Problem to solve => Quote the lines below exactly, from the one that holds "[tag] detached outbuilding" through the final line of the records, and only those.

Data in this exercise =>
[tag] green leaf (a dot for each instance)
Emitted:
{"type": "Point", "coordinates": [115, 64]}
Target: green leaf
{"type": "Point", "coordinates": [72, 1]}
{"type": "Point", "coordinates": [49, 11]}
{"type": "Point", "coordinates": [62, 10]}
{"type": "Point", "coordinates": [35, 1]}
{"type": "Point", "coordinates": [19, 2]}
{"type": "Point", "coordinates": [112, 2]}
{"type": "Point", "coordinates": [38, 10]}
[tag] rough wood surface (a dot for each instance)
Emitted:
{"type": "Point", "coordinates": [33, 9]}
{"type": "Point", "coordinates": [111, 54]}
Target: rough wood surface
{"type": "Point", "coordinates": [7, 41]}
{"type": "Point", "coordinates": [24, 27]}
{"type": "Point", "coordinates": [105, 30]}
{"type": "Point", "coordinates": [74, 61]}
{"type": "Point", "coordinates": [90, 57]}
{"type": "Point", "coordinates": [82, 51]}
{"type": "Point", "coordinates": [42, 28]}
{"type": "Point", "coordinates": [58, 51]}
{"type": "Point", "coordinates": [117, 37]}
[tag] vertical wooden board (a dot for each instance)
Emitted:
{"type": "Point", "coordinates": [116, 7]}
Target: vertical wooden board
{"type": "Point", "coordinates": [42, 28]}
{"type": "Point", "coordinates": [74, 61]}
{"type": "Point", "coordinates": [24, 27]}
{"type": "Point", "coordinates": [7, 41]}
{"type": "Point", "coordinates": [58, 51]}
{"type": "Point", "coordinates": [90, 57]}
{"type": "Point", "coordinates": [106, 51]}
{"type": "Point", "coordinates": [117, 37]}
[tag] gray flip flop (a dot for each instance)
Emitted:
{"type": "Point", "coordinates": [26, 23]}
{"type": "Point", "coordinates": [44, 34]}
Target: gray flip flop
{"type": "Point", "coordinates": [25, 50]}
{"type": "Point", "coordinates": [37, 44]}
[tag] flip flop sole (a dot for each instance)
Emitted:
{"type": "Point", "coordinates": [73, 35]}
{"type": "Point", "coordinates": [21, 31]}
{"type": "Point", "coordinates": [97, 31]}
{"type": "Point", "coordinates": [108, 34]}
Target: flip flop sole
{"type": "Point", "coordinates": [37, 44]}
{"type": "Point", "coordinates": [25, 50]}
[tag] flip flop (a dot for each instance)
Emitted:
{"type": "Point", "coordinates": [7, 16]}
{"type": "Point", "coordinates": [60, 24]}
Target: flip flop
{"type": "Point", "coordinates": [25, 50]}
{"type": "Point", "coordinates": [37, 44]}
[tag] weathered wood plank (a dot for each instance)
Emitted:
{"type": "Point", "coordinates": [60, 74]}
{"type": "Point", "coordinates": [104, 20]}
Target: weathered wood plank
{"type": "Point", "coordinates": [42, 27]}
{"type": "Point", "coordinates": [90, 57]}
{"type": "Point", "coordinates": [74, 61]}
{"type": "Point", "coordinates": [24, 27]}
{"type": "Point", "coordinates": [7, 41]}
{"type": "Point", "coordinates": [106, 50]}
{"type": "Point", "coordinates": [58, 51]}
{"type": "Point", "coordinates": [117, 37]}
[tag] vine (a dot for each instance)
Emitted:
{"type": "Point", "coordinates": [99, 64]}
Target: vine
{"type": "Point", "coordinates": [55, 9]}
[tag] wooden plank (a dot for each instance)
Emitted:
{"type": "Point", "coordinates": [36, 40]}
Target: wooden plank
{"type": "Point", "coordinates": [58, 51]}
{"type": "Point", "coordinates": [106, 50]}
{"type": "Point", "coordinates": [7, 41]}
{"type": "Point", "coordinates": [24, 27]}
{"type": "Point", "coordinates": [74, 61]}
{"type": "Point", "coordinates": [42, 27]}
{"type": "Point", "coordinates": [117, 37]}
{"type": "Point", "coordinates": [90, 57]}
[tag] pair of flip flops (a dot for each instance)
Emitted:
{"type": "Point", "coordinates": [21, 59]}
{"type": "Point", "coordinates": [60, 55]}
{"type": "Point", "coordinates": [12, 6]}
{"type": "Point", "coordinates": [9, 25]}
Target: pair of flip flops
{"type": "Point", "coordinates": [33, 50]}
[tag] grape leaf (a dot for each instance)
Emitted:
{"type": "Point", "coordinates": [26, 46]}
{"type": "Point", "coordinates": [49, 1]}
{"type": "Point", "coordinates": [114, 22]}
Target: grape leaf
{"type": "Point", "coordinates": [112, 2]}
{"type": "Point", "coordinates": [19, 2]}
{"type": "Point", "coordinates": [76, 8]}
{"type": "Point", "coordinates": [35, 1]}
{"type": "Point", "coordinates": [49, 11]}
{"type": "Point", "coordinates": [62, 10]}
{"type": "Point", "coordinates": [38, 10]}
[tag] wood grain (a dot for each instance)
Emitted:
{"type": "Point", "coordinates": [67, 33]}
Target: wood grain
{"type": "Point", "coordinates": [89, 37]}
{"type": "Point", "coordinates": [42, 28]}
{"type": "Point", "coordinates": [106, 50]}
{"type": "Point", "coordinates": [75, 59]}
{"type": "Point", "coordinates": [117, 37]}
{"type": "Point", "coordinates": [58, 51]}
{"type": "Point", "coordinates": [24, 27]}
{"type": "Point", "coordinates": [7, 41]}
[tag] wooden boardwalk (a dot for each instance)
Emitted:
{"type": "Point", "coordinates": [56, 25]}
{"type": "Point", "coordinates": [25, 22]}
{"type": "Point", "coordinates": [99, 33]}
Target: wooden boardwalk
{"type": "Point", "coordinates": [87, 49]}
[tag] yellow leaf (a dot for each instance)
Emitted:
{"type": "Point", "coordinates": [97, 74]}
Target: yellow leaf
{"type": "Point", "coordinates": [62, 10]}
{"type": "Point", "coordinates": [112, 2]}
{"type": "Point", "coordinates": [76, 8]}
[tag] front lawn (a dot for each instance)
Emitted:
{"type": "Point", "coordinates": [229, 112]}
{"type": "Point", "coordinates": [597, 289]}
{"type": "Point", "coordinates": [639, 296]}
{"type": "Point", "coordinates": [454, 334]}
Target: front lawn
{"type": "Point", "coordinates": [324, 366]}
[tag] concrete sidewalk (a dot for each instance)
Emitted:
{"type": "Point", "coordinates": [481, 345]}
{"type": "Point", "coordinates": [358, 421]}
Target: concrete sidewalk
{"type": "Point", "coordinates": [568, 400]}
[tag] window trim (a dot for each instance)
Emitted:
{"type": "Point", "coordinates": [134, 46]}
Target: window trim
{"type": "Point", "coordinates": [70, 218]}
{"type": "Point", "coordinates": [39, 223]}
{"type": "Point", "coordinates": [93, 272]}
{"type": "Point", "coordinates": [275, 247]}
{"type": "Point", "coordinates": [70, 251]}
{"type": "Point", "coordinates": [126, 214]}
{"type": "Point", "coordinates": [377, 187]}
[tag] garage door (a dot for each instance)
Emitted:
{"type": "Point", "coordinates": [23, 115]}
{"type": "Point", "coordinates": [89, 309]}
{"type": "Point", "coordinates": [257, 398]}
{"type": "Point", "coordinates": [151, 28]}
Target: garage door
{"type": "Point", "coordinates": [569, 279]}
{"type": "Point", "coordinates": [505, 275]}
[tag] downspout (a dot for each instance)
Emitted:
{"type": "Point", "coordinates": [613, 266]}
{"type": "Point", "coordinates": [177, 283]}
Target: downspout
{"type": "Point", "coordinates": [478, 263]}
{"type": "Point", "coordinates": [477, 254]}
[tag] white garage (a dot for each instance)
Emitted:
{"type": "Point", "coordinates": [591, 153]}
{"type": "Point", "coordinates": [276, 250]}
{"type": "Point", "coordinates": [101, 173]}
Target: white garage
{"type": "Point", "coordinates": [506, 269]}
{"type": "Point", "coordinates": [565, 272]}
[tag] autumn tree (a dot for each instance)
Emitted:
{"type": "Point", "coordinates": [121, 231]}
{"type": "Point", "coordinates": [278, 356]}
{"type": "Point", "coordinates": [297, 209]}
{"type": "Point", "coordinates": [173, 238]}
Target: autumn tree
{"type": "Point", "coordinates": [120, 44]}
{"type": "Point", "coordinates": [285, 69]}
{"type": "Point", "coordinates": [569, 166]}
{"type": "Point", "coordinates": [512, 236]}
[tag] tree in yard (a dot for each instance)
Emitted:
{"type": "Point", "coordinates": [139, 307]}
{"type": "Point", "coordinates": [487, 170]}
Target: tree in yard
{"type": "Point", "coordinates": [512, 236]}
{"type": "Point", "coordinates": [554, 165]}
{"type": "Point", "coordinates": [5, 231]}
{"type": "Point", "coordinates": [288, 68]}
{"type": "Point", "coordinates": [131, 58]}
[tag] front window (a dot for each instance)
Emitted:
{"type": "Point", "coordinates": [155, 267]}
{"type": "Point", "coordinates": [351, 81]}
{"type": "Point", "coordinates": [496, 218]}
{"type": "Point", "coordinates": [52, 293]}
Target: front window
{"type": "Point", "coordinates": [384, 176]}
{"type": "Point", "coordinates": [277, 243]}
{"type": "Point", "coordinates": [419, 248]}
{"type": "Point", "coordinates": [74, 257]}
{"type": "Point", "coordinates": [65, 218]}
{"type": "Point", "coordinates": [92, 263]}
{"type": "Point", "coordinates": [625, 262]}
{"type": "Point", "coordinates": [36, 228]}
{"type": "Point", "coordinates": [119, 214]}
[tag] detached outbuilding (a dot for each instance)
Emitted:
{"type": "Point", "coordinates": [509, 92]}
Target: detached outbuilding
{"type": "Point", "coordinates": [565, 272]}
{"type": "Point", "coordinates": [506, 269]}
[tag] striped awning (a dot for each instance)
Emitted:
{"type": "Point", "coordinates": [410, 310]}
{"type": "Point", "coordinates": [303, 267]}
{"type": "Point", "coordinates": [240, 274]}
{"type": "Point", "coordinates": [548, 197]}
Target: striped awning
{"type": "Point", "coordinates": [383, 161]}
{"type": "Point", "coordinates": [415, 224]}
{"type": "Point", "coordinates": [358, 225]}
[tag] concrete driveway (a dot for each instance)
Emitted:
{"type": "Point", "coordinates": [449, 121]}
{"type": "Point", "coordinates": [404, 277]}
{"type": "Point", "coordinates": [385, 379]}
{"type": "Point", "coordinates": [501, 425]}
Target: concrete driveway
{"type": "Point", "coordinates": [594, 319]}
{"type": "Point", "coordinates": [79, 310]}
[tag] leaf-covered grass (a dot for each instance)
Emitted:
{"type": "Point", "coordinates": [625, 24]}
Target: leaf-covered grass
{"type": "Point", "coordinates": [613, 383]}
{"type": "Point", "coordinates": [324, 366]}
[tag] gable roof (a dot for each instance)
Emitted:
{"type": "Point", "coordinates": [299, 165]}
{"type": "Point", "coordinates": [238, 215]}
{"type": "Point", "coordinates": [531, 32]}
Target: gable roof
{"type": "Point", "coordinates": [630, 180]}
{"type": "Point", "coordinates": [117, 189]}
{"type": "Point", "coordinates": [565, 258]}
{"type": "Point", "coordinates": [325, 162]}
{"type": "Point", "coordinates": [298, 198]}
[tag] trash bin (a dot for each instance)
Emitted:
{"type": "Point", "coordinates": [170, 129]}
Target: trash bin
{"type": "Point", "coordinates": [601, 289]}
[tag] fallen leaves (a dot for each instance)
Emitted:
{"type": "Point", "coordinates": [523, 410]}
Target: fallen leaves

Output of the exercise =>
[tag] detached outbuilding (a dot for each instance)
Emitted:
{"type": "Point", "coordinates": [509, 92]}
Target: detached outbuilding
{"type": "Point", "coordinates": [565, 272]}
{"type": "Point", "coordinates": [506, 269]}
[tag] striped awning (a dot for each instance)
Emitted:
{"type": "Point", "coordinates": [410, 310]}
{"type": "Point", "coordinates": [303, 267]}
{"type": "Point", "coordinates": [240, 274]}
{"type": "Point", "coordinates": [548, 197]}
Target: striped awning
{"type": "Point", "coordinates": [383, 161]}
{"type": "Point", "coordinates": [415, 224]}
{"type": "Point", "coordinates": [358, 225]}
[tag] concrete driveway (a dot for each instance)
Emitted:
{"type": "Point", "coordinates": [449, 121]}
{"type": "Point", "coordinates": [404, 277]}
{"type": "Point", "coordinates": [385, 379]}
{"type": "Point", "coordinates": [501, 425]}
Target: concrete driveway
{"type": "Point", "coordinates": [594, 319]}
{"type": "Point", "coordinates": [79, 310]}
[tag] leaf-covered grass (a dot for each instance)
Emitted:
{"type": "Point", "coordinates": [625, 24]}
Target: leaf-covered grass
{"type": "Point", "coordinates": [613, 383]}
{"type": "Point", "coordinates": [324, 366]}
[tag] gable roof (a dot for each instance)
Emitted:
{"type": "Point", "coordinates": [299, 165]}
{"type": "Point", "coordinates": [238, 215]}
{"type": "Point", "coordinates": [531, 32]}
Target: gable roof
{"type": "Point", "coordinates": [630, 180]}
{"type": "Point", "coordinates": [117, 189]}
{"type": "Point", "coordinates": [565, 258]}
{"type": "Point", "coordinates": [325, 162]}
{"type": "Point", "coordinates": [298, 198]}
[tag] trash bin (a dot for each instance)
Emitted:
{"type": "Point", "coordinates": [170, 129]}
Target: trash bin
{"type": "Point", "coordinates": [601, 289]}
[tag] fallen leaves (a dot for each instance)
Emitted:
{"type": "Point", "coordinates": [523, 410]}
Target: fallen leaves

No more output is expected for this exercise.